Data for processing:
= = = = =
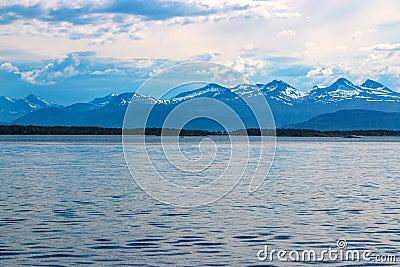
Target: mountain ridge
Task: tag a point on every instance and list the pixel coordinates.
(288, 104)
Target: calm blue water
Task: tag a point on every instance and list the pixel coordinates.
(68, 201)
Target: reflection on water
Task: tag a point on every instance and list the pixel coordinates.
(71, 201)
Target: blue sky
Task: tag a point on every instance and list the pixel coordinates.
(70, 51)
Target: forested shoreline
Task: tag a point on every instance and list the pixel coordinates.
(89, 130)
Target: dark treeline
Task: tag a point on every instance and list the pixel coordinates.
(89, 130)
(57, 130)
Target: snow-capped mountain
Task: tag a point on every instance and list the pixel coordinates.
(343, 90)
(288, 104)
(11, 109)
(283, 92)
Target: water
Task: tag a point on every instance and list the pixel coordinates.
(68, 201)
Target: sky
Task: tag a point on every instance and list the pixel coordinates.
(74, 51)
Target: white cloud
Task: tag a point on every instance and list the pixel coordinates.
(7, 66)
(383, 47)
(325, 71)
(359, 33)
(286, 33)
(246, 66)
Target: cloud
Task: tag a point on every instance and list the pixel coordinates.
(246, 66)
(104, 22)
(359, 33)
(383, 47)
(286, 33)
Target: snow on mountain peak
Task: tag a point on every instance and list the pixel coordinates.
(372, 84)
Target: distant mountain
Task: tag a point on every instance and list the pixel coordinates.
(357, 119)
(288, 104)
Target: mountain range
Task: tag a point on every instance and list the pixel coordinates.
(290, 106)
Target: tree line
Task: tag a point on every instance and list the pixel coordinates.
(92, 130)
= = = = =
What you will do: Can you pull every line of the data above into your answer verbatim, leaving out the pictures?

Problem solution:
Target: mountain ridge
Task: tag a point on every instance and list the pixel coordinates.
(288, 104)
Target: calm blue water
Task: tag a point on every instance and list the pixel coordinates.
(68, 201)
Target: reflection on water
Task: tag a point on every instance and list the pixel coordinates.
(71, 201)
Target: blue sky
Task: tag a point on every instance and list the pixel coordinates.
(70, 51)
Target: forested shoreline
Task: tag a point on every instance and list the pixel coordinates.
(89, 130)
Target: dark treeline
Task: tag a point on every instance and list the pixel coordinates.
(89, 130)
(57, 130)
Target: snow-capped mountain
Task: tag a point on every instance and list the pixel coordinates.
(343, 90)
(288, 104)
(11, 109)
(283, 92)
Target: water
Task: tag a point on every instance and list the pixel coordinates.
(68, 201)
Target: sky
Task: tag a point on every instance and list the pixel coordinates.
(74, 51)
Target: white cloud
Task: tag a point on every instance and list the pixel coordinates.
(7, 66)
(383, 47)
(325, 71)
(359, 33)
(286, 33)
(246, 66)
Target: cloud
Task: tag a point on every instance and list the pixel coordinates.
(246, 66)
(104, 22)
(359, 33)
(383, 47)
(286, 33)
Target: snow on mountain peak
Task: tag a point on every instance and list the pixel coordinates.
(372, 84)
Target: distant mountain
Task: tag a point on every instance and list the pixel coordinates.
(357, 119)
(288, 104)
Target: mountain range
Task: tag a point on every instance and list the pixel coordinates.
(290, 106)
Target: tree line
Task: tag a point on every instance and list the pixel coordinates.
(92, 130)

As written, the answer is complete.